(Referring expression pointing data)
-.-.-

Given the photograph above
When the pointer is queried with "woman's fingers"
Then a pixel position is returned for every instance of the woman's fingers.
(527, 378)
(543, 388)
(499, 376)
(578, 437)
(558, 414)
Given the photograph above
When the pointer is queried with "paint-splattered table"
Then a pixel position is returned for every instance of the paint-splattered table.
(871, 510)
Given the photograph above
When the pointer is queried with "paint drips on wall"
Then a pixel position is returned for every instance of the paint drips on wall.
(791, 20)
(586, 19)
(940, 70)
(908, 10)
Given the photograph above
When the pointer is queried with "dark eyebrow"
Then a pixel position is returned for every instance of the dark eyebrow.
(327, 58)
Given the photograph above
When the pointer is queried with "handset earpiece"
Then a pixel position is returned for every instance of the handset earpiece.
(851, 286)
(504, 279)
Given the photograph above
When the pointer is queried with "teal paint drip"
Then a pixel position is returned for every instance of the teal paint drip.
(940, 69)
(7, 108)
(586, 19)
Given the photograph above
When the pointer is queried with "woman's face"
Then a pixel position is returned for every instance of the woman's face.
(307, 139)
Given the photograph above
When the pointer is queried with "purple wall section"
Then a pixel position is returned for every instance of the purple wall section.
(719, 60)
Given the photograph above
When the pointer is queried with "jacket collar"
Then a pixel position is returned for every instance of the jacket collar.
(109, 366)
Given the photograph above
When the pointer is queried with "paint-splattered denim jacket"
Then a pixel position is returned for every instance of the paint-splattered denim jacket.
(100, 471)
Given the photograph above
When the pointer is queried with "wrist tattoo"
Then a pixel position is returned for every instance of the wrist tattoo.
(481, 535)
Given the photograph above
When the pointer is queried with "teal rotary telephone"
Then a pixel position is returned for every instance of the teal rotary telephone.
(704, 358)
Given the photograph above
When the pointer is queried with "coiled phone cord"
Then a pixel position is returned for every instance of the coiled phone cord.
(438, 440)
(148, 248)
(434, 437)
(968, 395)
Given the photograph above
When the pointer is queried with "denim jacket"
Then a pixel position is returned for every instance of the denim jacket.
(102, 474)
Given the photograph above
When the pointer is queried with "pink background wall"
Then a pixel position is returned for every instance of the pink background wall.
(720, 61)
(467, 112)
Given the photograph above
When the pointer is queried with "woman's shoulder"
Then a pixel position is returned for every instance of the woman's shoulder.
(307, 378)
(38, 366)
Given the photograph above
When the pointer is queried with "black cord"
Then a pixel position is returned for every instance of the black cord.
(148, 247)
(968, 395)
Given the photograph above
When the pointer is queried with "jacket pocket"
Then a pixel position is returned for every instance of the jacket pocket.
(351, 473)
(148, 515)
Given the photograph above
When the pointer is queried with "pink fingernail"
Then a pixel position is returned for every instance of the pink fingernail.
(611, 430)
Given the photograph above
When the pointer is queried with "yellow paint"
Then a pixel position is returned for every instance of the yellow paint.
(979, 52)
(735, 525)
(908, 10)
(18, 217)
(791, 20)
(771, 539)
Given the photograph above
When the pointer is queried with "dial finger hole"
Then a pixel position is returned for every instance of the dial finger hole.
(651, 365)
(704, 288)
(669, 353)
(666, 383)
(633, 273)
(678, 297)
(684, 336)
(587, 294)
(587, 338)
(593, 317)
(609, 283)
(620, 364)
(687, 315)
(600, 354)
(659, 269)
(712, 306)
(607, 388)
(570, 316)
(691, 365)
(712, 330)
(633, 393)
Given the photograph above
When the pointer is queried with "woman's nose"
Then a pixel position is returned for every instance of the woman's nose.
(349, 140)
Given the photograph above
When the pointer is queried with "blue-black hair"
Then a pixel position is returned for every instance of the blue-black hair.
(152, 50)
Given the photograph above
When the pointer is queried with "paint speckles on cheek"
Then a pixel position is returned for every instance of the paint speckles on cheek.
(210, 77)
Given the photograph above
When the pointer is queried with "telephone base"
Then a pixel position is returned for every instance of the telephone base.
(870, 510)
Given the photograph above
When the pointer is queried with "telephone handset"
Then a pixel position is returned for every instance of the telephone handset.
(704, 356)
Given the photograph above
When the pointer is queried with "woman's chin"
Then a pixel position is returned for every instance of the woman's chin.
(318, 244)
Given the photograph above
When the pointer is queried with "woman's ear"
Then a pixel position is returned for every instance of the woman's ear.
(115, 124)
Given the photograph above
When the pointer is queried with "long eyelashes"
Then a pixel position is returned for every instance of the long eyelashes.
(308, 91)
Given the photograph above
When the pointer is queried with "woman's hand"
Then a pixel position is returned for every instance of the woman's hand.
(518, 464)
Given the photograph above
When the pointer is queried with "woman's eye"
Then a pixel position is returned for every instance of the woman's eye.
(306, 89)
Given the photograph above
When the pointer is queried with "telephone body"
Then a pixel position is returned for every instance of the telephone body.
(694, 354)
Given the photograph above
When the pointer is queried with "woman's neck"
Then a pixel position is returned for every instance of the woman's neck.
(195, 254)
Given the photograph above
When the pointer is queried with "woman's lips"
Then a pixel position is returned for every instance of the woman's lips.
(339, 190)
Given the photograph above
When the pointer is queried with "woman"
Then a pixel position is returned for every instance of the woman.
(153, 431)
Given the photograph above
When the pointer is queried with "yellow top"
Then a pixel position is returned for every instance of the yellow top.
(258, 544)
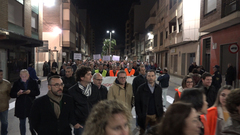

-.-.-

◆ **Description of the task**:
Reproduce each line of the records exactly, omitting any picture.

◆ **Answer below**:
Given the photograph above
When the pointer is queried with "woman's fingers"
Then a pixel position is returned for every instance of the woman's fingers.
(527, 378)
(543, 388)
(499, 376)
(578, 437)
(558, 414)
Given the photograph above
When the pointer is queried with "paint-splattered table"
Then a pixel position is returned for every instance of the paint-splattered table.
(871, 510)
Given the photograph above
When the pointer is queried with "paint drips on wall"
Then a pixel position is returned for every instance of the paint drips on wall.
(791, 20)
(586, 19)
(940, 70)
(908, 10)
Given the photograph above
When the pointer is queried with "dark eyebrow"
Then a pixel position is returned for every instance of the dark eyebrow.
(327, 58)
Given the photograph above
When the pointer is queried with "handset earpiece"
Then a pixel position is returned for every instance of the handset earpiece.
(851, 286)
(504, 279)
Given the photograph above
When the pointer is queried with "teal paint drip"
Then a pixel position is returned for every instance of the teal paint drip.
(940, 69)
(7, 108)
(586, 19)
Given the photograph above
When the pointer is queried with "woman's face"
Then a pixel position is returned for every instance of the woman's face.
(307, 139)
Given the photograph above
When the pointer is queried with "purple wall section"
Then a pixel position is returned for every instance of the purple wall section.
(719, 60)
Given the photograph above
When the pointer is queried with "jacket collar"
Then a pixel position is returned for every instance of the jacket collar.
(109, 366)
Given the photograph above
When the pointer is queried with "paint-splattered denim jacket"
Then a pixel position is returned for every instance of the paint-splattered denim jacket.
(100, 471)
Given the photograph above
When the pointer is queried with "wrist tattoo"
Then a pixel position is returned for every instance of the wrist tattoo.
(481, 535)
Given the photograph above
When the pointer is queried with "teal rotary telephone"
Then a pixel position is returned for every instance of the teal rotary telephone.
(704, 358)
Given the photograph above
When the pointer is queried with "coiled phone cord"
Then a pixel position is returned for every instance of the coiled phone cord.
(438, 440)
(148, 248)
(434, 437)
(968, 395)
Given the photograph above
When the pointer is queried with "denim jacket"
Then a pixel position is returned for every instance of the denim jacket.
(102, 474)
Given the photograph above
When the pointer is queried with "pink background wall"
Then a pixel position is returned for every instance of the pink background wall.
(720, 61)
(467, 112)
Given the photograph above
When the pointer is queried with "woman's shoulder"
Then a pixel position is returned for every instance of the woman's shoulder.
(307, 378)
(38, 366)
Given the photograph above
When the pointer is queried with "black cord"
Then a pixel position is returned for every instance of the black cord.
(148, 247)
(968, 395)
Given the photograph above
When the pointer is queried with "jacket pocket"
Then a pixel position is returned for every instance of the jacket pocket.
(351, 473)
(148, 515)
Given the photograph above
When the pointer is queried with "pink fingernail"
Then a pixel position is returned for every instance of the pink fingernail.
(611, 430)
Given the photograph above
When the pointer is queried with "yellow paint"
Then a pixel position is returned for every instance of the yellow paint.
(979, 52)
(735, 525)
(908, 10)
(18, 217)
(791, 20)
(771, 539)
Given the photograph above
When the pointer is queried with "dial finger hole"
Then a pixel position is returned for every instance of the dial finger hole.
(651, 365)
(704, 288)
(669, 353)
(666, 383)
(633, 273)
(678, 297)
(684, 336)
(587, 294)
(587, 338)
(593, 317)
(609, 283)
(620, 364)
(687, 315)
(600, 354)
(659, 269)
(712, 306)
(607, 388)
(570, 316)
(691, 365)
(712, 330)
(633, 393)
Given the photograph above
When the pointer is queried with "woman's nose"
Then a pixel position is returned for every instance of the woman's nose.
(349, 140)
Given the photograph above
When the pointer is queried with "blue-black hair"
Then a pixel position is returned for every instance of the blue-black hair.
(152, 50)
Given the photograph above
When the pointer is queried with "paint speckles on cheek"
Then a pixel position is returned for every instance of the paint speckles on cheek.
(210, 77)
Given the photograph above
When the pointer is queried with "telephone base"
Then a pixel position is returned for every instance of the telephone base.
(870, 510)
Given the photograph above
When the pointer is queried with "telephone handset"
Then a pixel position is returned for every instance of the telephone handset.
(704, 356)
Given the photograph above
When the pointer is queried with "woman's chin"
Then a pixel position is returned for every instance of the woman's chin.
(318, 244)
Given the photograph above
When the pointer is queried with "woman's ear"
Then a pixel position is returned for every instance of the woman's ear.
(115, 124)
Given the photograph above
When the pointer is queried with "long eyelashes"
Then a pixel position is returned for every instance of the long eyelashes.
(308, 91)
Given the photograph above
When the pointer is queried with "woman's hand"
Then a pixel position is returned for every instance of the woman's hand.
(518, 464)
Given the photograph above
When the pointer is queried with "woman's eye"
Then a pixel position is returned for every instance of the woman's eye.
(306, 89)
Given the photograph above
When the pointer is queried with "telephone body"
Then a pixel position is returned for every instance of the telephone body.
(694, 354)
Given the photograph above
When the pointer is queried with "woman's neck"
Then a pixel position is returned for every instance of the woman's neck.
(195, 254)
Given the photograph above
When the pointer is queried with "woman's lips"
Then a pixel position is returned for every instance of the woman's lips.
(339, 190)
Given the photograph above
When the pointer is queried with "woman"
Then a pixel position is returned for every instance of the woman.
(153, 431)
Given the photograph above
When the pointer is queried with "yellow top"
Then a pixel position is returned for every instance of the yellow top.
(258, 544)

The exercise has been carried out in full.